[THE RECORDS]

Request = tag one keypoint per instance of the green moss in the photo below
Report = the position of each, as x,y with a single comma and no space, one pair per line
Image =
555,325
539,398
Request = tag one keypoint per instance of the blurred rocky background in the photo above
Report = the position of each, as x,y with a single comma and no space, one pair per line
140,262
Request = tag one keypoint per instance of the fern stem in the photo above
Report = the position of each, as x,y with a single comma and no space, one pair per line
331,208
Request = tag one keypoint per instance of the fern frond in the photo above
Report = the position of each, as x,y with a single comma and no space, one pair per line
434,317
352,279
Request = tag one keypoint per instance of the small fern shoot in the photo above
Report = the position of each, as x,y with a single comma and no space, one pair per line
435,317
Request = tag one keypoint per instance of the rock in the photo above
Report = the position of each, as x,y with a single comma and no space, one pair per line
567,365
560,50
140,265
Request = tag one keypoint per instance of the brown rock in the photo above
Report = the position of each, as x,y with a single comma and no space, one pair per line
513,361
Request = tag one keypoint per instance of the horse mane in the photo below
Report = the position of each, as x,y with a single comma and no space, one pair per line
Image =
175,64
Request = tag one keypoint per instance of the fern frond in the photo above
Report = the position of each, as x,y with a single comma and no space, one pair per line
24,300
* * *
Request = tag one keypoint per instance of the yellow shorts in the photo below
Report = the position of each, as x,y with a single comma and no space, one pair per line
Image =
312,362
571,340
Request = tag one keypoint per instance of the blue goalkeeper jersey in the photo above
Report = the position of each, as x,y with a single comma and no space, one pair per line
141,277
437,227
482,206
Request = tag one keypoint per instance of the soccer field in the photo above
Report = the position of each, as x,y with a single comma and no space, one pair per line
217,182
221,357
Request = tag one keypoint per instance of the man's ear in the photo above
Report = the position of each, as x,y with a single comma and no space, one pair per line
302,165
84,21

[DIRECTIONS]
Gather every line in the records above that contains the string "below" and copy each one out in full.

[EXERCISE SOLUTION]
Request = tag one keypoint per instance of the green moss in the photo below
Request = tag one keypoint per instance of the horse mane in the photo below
Request = tag one keypoint per instance of the yellow shorts in the photo below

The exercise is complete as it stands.